Alıştırma 1:
Metne göre Almanya'ya anlaşmalı işçiler hangi ülkelerden getirildi? Hepsini sıralayın.
Alıştırma 2:
Avrupa'daki göçü anlatan metinde Almanya'nın iş gücü açığı yüzünden devreye soktuğu programın adı nedir?

Verilen Metin:
━━━━━━━━━━━━━━━━━━━━
Pazartesi , 30 Aralık 2024
Son Dakika Haberler
Avrupa’nın Yeni Sağı (I)

Avrupa’nın Yeni Sağı (I)

Fatih Altunbaş

İkinci Dünya Savaşı’nın ardından yaklaşık yetmiş yıl önce Avrupa barışçıl bir döneme girdi. Bu dönem, beraberinde “BOOM” diye tanımlanan ekonomik büyük bir oluşuma yol açtı. ABD’nin Marshall Planı yardımları, savaş nedeniyle harabeye dönen şehirlerin ve Avrupa’nın yeniden inşasına kaynak sağladı; büyük altyapı projeleri devreye sokuldu. Avrupa Birliği’nin temellerini o zaman ‘’Avrupa Kömür ve Çelik Birliği’’ olarak oluşturuldu. Ülkeler arasındaki ticaret kolaylaştı, sanayi, iletişim ve ulaşım sektörlerinde büyük teknolojik gelişmeler yaşandı. Siyasi istikrara, ağır sanayileşmeye, altyapıya yapılan büyük yatırımlar ve ticaretin teşvikiyle savaş sonrası bu dönem, Batı dünyasında adeta bir “Avrupa mucizesi” olarak görüldü.

Sanayileşme ve ekonomik ilerleme, ağır sanayi ve altyapı sektörlerinde ciddi bir iş gücü açığını ortaya çıkardı. Özellikle kalifiye olmayan işlerde büyük eksiklikler görüldü. Birçok erkek Avrupalının savaşta hayatını kaybetmesi, iş gücü açığını daha da derinleştirmişti. Bundan dolayı Almanya, “Gastarbeiter” programını devreye soktu. Türkiye, İtalya, Yunanistan ve o zamanki Yugoslavya’dan Almanya’ya anlaşmalı işçiler getirildi. Almanya’nın yanı sıra komşu Batı Avrupa ülkelerinde de benzer uygulamalarda bulundu. Batı Avrupa, göç veren ülkelerden daha iyi yaşam şart ve standartlarına, daha güçlü siyasal ve yasal bir yapıya sahipti. “Welfare state” (refah devleti) denilen Almanya, Fransa, İsveç gibi ülkelerde ücretsiz ve kaliteli sağlık hizmetleri ile üst düzey eğitim fırsatları sunuluyordu. Bütün bu unsurlar bir araya geldiğinde, Batı’ya göç etmek göçmenler için son derece cazip hale geldi. Başlangıçta geçici olarak kalmayı düşünen bu göçmenler, daha sonra ailelerini de getirerek kalıcı bir şekilde çalıştıkları devletlere yerleştiler. Bunlar Avrupa’nın inşasına büyük katkılar sağladılar; çalıştılar, vergilerini ödediler, bulundukları ülkelerin iç talebini canlandırdılar.

Dekolonizasyon süreci, Avrupa ülkeleri ve sömürgeleri arasında bir göç bağı oluşturdu. Sınırlı imkânlara sahip olan Kuzey Afrika ülkelerinden, özellikle Fas ve Cezayir’den, Batı Avrupa’ya göç dalgaları yaşandı. Ayrıca Orta Doğu ve Afganistan’da yaşanan krizler nedeniyle de yeni göç akımları başladı.
━━━━━━━━━━━━━━━━━━━━
Verilen Kayıtlar:
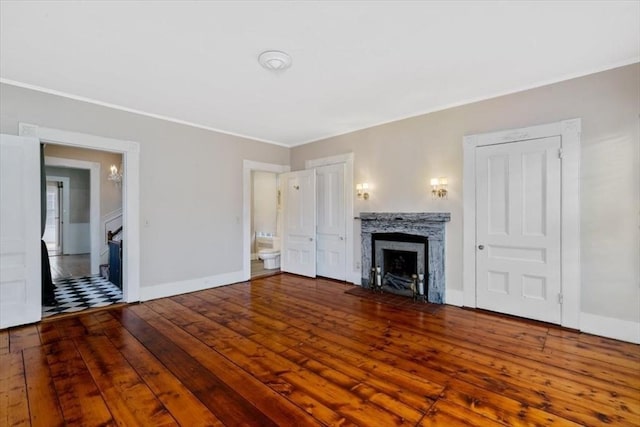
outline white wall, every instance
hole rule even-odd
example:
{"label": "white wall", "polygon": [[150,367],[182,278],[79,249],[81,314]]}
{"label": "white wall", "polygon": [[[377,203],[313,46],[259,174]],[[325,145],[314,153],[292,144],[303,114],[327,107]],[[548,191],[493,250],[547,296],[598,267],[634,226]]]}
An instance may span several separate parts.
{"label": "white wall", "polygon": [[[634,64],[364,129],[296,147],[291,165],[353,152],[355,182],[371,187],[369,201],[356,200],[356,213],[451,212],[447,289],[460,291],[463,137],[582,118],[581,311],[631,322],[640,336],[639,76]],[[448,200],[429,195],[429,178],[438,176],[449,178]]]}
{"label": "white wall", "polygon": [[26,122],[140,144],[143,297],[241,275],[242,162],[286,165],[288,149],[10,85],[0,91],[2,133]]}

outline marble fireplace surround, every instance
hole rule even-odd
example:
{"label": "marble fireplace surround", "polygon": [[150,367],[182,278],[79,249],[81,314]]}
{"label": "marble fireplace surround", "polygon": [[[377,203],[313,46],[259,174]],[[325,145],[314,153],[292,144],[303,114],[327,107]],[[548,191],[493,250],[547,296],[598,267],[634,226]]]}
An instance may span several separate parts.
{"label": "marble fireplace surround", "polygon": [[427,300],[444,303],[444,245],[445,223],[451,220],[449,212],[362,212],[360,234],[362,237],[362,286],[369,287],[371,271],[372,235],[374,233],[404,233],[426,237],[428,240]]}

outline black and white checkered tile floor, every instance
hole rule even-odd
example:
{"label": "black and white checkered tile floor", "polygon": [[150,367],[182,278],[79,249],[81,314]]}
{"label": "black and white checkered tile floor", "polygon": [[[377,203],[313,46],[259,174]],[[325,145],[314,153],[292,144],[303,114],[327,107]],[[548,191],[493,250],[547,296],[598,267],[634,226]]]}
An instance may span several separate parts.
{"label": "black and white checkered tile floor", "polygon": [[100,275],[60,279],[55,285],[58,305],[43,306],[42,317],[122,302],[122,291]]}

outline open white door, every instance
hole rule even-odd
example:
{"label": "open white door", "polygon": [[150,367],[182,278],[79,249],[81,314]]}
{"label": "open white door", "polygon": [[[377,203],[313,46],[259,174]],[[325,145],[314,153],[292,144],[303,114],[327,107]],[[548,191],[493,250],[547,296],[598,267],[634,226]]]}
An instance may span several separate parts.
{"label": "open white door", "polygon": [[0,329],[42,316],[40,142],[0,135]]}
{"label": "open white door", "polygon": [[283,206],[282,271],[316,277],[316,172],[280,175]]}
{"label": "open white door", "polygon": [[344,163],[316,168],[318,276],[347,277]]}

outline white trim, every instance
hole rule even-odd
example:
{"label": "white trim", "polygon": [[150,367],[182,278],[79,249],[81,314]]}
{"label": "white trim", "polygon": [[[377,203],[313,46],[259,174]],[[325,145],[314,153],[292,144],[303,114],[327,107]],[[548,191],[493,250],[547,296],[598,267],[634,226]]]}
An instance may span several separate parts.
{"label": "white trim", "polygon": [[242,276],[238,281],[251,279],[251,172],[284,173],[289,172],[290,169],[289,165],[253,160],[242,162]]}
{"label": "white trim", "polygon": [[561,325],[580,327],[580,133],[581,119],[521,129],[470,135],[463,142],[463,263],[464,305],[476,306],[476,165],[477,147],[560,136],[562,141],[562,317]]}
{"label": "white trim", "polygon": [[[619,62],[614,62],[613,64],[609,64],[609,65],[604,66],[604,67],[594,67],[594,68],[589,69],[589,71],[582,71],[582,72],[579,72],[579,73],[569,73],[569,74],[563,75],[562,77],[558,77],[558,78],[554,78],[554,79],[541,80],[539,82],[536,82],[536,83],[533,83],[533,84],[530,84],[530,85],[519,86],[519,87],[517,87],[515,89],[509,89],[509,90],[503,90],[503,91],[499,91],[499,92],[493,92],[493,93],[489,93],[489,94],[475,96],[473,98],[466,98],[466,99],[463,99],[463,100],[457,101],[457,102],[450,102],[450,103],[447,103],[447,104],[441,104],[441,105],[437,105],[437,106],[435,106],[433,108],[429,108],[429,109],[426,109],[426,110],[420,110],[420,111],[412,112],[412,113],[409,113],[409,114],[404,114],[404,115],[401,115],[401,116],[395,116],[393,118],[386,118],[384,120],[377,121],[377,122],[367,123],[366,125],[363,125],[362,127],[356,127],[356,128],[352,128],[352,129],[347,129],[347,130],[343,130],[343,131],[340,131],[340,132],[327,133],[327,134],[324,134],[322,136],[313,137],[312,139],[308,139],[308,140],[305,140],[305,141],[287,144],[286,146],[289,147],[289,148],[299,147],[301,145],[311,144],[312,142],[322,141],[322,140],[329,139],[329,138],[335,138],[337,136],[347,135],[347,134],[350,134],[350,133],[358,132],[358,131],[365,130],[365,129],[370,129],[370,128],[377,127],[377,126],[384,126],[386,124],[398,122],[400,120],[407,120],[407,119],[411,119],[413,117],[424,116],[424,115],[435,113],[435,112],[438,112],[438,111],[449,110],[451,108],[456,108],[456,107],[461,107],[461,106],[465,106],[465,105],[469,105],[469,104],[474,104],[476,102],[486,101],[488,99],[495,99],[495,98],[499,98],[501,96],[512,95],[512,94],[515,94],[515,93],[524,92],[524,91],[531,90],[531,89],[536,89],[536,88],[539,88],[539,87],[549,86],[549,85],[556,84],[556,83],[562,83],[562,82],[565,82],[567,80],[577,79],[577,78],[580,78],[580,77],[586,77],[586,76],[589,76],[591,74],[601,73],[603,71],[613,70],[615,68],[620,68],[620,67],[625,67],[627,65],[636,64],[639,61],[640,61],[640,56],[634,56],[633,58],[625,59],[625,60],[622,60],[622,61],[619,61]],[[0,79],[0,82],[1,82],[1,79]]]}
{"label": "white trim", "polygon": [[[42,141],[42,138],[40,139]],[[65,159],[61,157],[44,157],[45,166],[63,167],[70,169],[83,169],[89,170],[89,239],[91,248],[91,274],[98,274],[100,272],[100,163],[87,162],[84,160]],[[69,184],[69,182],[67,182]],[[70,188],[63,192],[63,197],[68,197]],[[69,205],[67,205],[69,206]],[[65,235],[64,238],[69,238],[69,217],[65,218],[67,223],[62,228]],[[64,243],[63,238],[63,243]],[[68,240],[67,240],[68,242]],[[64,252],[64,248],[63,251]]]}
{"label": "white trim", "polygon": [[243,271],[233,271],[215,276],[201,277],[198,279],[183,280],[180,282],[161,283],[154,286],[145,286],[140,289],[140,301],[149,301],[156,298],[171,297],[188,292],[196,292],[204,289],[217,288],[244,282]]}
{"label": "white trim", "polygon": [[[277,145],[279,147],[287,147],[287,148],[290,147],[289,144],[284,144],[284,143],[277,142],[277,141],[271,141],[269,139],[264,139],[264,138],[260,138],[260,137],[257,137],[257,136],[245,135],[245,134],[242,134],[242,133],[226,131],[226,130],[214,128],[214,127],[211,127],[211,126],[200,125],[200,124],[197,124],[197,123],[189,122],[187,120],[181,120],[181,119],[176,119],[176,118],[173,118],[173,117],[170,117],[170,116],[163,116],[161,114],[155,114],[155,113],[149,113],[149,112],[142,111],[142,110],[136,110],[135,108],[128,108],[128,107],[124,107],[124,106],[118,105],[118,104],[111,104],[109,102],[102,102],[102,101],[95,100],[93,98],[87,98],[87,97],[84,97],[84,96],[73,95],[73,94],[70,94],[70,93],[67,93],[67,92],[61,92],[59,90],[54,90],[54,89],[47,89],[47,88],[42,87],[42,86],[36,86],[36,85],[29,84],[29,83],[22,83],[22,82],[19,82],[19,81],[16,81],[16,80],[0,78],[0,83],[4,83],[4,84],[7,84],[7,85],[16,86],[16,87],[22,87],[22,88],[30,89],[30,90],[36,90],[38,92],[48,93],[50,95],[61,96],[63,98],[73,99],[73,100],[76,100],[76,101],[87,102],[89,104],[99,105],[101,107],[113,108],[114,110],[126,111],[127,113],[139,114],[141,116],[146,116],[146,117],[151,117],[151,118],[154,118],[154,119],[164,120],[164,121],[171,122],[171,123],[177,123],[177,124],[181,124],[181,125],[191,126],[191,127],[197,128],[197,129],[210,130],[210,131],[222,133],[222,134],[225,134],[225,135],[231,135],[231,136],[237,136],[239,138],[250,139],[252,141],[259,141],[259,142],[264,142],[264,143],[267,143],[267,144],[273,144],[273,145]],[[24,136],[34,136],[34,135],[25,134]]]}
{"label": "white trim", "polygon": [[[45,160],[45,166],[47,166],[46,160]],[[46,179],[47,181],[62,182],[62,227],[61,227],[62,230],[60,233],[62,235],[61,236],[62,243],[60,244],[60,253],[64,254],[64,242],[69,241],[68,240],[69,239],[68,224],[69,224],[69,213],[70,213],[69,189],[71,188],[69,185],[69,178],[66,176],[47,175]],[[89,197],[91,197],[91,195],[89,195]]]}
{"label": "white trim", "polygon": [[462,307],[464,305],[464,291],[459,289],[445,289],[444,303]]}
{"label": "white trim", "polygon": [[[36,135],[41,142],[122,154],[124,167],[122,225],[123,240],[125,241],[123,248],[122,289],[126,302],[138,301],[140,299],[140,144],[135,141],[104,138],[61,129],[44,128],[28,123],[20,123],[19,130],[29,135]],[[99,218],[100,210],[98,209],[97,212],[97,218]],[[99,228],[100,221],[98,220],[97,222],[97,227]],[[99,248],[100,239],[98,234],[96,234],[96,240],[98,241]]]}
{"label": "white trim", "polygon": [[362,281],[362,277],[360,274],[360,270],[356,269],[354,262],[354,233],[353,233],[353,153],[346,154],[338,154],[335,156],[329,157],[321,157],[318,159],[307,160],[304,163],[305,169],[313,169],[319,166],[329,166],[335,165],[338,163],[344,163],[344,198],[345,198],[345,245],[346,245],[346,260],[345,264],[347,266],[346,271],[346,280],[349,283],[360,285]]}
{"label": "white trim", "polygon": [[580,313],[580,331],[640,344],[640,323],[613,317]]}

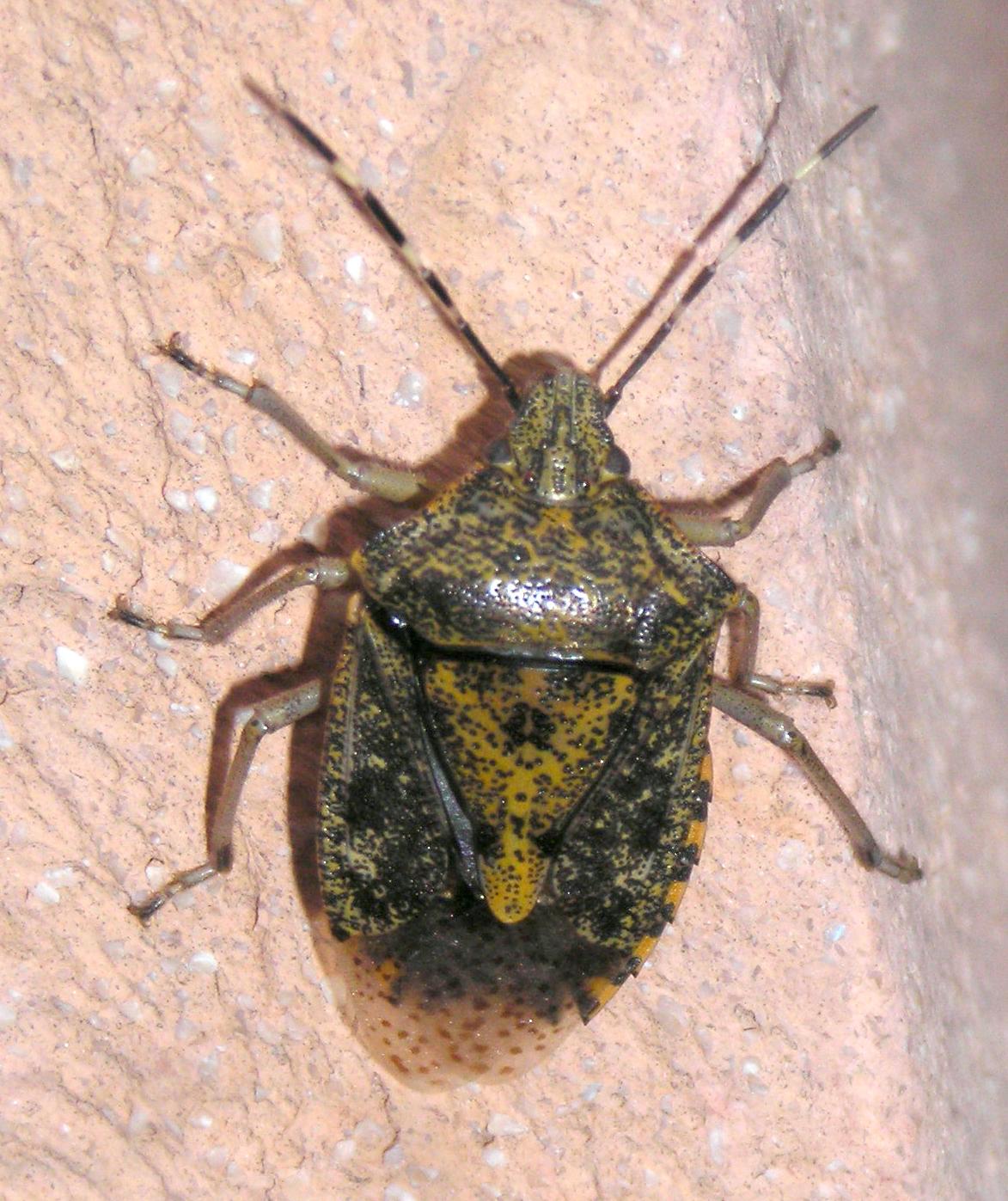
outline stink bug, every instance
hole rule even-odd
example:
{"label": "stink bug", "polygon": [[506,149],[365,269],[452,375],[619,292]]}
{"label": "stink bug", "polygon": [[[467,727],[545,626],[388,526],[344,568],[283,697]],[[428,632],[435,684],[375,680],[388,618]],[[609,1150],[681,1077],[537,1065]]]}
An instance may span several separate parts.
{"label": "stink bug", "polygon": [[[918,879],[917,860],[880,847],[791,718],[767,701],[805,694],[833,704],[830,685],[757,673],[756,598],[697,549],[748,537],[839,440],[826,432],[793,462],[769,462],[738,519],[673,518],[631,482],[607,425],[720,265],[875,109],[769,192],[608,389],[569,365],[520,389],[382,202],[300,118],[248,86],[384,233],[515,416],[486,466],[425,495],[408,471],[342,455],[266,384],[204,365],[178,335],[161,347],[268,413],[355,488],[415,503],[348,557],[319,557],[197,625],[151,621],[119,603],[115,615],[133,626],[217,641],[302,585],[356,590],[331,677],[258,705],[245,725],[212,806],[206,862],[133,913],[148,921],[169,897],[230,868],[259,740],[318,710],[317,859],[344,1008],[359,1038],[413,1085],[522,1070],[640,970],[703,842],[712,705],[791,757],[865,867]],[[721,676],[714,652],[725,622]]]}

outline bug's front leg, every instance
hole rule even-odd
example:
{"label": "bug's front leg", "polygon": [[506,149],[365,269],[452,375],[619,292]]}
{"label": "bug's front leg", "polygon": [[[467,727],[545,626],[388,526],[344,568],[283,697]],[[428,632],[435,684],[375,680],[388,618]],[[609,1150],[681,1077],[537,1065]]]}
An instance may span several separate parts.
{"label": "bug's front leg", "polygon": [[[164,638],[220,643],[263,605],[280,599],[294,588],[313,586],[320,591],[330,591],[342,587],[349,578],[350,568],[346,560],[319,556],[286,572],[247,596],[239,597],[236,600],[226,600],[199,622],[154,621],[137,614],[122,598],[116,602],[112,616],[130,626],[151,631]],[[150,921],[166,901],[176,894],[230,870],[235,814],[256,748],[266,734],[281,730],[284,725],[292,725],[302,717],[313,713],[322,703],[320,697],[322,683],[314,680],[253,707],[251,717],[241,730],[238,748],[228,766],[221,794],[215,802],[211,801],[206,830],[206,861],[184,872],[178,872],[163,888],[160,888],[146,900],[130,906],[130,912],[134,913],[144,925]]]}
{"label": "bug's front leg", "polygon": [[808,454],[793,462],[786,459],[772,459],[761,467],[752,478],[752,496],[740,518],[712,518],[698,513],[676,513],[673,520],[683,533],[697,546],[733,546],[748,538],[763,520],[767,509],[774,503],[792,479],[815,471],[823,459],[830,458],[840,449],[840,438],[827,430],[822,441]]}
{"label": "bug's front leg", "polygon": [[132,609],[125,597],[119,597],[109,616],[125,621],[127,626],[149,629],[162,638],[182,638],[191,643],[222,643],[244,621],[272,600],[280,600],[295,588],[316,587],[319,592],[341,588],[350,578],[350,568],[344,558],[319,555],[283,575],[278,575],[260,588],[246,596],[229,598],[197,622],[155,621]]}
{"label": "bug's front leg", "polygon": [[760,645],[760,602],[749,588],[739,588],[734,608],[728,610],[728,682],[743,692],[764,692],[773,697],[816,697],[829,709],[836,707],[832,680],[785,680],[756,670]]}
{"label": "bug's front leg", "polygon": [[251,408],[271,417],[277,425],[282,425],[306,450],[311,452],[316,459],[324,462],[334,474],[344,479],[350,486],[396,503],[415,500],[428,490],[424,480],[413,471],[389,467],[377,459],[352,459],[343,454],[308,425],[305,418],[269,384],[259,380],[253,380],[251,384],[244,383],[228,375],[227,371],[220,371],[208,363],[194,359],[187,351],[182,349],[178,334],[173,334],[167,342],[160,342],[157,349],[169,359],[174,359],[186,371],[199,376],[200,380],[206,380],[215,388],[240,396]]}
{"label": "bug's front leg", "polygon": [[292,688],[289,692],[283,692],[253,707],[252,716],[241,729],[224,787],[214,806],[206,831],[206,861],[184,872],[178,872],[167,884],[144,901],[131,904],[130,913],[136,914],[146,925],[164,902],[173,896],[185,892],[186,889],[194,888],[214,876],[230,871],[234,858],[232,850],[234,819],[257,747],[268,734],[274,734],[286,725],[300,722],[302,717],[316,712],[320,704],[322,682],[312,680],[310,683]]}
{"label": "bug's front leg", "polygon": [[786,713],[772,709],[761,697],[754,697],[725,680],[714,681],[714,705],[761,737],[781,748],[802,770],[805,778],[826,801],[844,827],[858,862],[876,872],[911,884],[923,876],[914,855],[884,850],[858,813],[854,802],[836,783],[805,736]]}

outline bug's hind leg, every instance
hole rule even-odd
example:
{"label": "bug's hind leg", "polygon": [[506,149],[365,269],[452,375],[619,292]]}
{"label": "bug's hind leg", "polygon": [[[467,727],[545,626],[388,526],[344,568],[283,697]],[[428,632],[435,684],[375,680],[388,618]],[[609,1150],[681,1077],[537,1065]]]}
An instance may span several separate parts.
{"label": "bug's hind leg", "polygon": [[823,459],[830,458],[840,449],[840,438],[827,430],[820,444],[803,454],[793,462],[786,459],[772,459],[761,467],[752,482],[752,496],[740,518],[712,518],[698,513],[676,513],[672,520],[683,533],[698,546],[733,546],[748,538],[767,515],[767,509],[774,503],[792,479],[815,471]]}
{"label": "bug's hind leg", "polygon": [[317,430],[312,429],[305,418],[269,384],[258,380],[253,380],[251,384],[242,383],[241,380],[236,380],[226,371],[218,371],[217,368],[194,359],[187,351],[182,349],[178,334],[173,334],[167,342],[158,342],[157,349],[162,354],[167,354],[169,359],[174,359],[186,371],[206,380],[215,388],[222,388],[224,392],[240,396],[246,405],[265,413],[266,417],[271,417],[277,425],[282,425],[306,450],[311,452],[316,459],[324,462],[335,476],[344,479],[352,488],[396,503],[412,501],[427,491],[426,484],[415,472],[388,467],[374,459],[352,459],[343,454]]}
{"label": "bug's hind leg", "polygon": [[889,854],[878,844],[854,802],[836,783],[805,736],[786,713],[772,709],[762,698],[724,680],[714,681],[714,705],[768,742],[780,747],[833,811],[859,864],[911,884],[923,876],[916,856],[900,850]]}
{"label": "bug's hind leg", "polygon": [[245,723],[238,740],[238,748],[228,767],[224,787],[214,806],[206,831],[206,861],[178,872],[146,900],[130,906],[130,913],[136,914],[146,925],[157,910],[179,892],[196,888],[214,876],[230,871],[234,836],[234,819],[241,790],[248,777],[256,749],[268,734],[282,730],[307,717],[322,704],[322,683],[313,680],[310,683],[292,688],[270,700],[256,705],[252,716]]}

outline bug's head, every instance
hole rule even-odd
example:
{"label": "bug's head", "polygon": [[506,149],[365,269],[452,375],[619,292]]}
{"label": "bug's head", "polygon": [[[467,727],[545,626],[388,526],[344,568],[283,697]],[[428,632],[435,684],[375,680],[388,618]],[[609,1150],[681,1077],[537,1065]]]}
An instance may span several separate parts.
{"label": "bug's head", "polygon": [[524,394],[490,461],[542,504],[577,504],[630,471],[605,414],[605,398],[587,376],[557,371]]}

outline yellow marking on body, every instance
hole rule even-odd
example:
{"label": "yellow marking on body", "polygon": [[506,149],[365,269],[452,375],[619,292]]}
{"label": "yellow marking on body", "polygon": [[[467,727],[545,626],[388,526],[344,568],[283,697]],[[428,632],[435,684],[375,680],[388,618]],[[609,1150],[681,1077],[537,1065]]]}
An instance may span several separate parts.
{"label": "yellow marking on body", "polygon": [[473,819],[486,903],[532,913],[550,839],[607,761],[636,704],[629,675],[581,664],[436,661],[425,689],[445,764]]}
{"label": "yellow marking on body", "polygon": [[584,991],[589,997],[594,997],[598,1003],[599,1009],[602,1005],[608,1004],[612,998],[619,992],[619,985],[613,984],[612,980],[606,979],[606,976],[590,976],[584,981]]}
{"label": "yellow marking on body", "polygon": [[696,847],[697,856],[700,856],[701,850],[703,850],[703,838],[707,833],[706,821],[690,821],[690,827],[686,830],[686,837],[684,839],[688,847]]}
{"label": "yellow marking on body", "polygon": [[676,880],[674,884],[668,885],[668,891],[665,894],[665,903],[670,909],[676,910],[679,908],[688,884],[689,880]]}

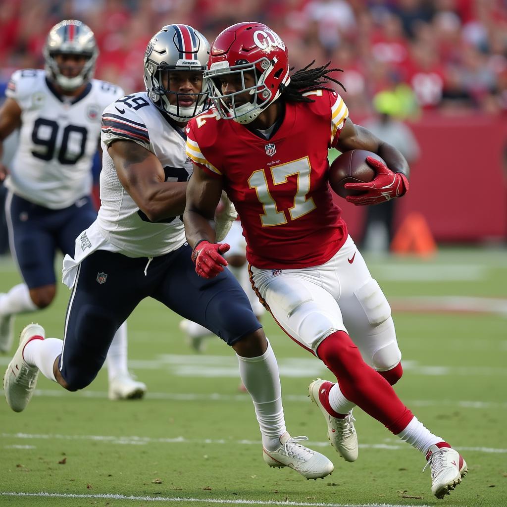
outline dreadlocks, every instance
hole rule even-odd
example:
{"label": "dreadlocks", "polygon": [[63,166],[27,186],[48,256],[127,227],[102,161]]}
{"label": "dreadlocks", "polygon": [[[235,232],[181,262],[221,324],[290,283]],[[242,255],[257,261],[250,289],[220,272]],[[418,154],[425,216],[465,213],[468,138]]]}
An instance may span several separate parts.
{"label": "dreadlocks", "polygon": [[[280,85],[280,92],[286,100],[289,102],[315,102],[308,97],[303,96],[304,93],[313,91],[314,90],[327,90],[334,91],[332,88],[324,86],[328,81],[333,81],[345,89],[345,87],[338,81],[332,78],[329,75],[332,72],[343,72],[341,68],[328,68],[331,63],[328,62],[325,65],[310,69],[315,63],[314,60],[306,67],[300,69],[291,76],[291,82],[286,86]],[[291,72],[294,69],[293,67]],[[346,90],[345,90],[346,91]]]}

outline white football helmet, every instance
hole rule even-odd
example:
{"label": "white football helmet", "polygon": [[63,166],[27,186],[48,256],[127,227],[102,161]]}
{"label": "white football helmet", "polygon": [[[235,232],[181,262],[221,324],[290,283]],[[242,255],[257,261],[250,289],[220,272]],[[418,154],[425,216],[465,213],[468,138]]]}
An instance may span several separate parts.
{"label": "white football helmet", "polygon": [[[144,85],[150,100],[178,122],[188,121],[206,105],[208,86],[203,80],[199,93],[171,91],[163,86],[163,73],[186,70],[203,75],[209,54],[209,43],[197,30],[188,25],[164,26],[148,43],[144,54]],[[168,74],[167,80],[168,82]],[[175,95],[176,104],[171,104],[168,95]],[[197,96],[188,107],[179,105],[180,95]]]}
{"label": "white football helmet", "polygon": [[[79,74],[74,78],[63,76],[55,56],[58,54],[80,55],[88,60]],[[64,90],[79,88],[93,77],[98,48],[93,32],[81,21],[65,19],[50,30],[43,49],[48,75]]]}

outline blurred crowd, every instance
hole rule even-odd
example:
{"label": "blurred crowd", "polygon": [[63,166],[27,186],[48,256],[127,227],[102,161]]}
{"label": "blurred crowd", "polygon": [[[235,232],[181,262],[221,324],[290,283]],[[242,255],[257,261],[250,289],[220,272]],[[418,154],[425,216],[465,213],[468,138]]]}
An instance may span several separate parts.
━━━━━━━━━━━━━━━━━━━━
Tam Yanıt 1:
Türkiye, İtalya, Yunanistan ve o zamanki Yugoslavya.

Tam Yanıt 2:
"Gastarbeiter" programı.